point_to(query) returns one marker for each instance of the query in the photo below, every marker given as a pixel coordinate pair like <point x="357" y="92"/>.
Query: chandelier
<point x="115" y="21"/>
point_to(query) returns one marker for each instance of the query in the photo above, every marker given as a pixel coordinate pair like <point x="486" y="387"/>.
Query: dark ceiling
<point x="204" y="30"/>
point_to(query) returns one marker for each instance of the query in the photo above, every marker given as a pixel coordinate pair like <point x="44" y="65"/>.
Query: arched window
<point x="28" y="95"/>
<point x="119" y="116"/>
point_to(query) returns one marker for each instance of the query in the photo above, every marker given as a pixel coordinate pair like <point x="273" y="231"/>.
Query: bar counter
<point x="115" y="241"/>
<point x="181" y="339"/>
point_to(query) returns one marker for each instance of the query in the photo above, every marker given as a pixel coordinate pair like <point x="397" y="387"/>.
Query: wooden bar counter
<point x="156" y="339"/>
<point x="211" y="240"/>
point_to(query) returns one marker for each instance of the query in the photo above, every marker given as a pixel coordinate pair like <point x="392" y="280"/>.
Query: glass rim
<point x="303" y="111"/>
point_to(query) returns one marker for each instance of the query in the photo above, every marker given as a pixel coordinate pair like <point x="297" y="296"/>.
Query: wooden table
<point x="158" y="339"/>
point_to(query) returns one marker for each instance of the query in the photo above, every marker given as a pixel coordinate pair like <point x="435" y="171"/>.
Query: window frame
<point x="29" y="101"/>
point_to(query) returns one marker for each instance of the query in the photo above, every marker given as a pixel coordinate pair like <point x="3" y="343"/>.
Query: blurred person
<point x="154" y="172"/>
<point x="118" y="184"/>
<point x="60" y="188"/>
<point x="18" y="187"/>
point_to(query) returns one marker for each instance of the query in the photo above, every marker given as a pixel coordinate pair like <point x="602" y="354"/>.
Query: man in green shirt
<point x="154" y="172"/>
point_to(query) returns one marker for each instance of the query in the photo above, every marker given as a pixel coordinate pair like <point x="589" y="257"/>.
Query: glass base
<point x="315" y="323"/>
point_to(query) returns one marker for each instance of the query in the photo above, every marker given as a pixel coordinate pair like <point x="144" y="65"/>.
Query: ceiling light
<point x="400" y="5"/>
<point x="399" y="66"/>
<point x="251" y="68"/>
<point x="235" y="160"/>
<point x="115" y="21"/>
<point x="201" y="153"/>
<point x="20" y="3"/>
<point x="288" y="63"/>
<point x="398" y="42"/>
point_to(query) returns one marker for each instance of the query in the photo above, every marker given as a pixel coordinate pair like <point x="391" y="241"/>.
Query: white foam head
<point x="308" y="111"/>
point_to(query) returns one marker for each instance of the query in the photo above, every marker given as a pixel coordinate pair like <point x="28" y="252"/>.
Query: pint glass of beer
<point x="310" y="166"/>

##############################

→ Exercise requirements:
Using the exact wording, transcribe all the records above.

→ Answer to this problem:
point_to(query) returns one marker for each instance of the query in the photo below, every marker given as a pixel coordinate pair like <point x="357" y="92"/>.
Query: chandelier
<point x="115" y="21"/>
point_to(query) returns one marker for each instance of the query in the photo above, every marker given as a pixel coordinate pair like <point x="486" y="387"/>.
Query: dark ceiling
<point x="204" y="30"/>
point_to(query) returns one marker for each instance of the query in the photo above, every marker given as a pixel coordinate pair like <point x="44" y="65"/>.
Query: arched window
<point x="28" y="95"/>
<point x="119" y="116"/>
point_to(query) returns one marker for each instance of the query in the photo above, every marker given as a pixel coordinate pair like <point x="273" y="231"/>.
Query: bar counter
<point x="115" y="241"/>
<point x="181" y="339"/>
point_to(query) returns one marker for each instance of the query in the photo above, every marker given as a pixel coordinate pair like <point x="397" y="387"/>.
Query: wooden bar counter
<point x="156" y="339"/>
<point x="211" y="240"/>
point_to(query) returns one marker for each instance of the query in the photo above, every marker given as a pixel coordinate pair like <point x="392" y="280"/>.
Query: glass rim
<point x="303" y="111"/>
point_to(query) returns one marker for each instance of the query in the photo above, every marker given as a pixel coordinate pair like <point x="297" y="296"/>.
Query: wooden table
<point x="158" y="339"/>
point_to(query) returns one marker for each instance of the query in the photo above, every marker given as a pixel coordinate pair like <point x="435" y="171"/>.
Query: window frame
<point x="29" y="101"/>
point_to(query) returns one marker for each instance of the query in the photo above, every marker given as a pixel coordinate pair like <point x="3" y="343"/>.
Query: blurred person
<point x="154" y="172"/>
<point x="118" y="184"/>
<point x="60" y="188"/>
<point x="18" y="187"/>
point_to(query) returns one marker for each instance of the query in the photo above, every marker given as a pixel coordinate pair like <point x="602" y="354"/>.
Query: man in green shirt
<point x="154" y="172"/>
point_to(query) returns one marker for each instance of the query in the photo above, every marker given as a pixel coordinate pair like <point x="589" y="257"/>.
Query: glass base
<point x="315" y="323"/>
point_to(query) returns one marker for each instance of the query in the photo above, every marker given as a pixel coordinate pair like <point x="144" y="65"/>.
Query: ceiling light
<point x="400" y="5"/>
<point x="399" y="66"/>
<point x="251" y="68"/>
<point x="235" y="160"/>
<point x="115" y="21"/>
<point x="201" y="153"/>
<point x="20" y="3"/>
<point x="288" y="63"/>
<point x="398" y="42"/>
point_to(query) returns one marker for each instance of the query in the photo above, every marker given as a pixel coordinate pair like <point x="391" y="241"/>.
Query: white foam head
<point x="308" y="111"/>
point_to(query) returns one marker for each instance of the query in the photo above, every marker given as a pixel coordinate pair like <point x="28" y="252"/>.
Query: pint glass of beer
<point x="310" y="166"/>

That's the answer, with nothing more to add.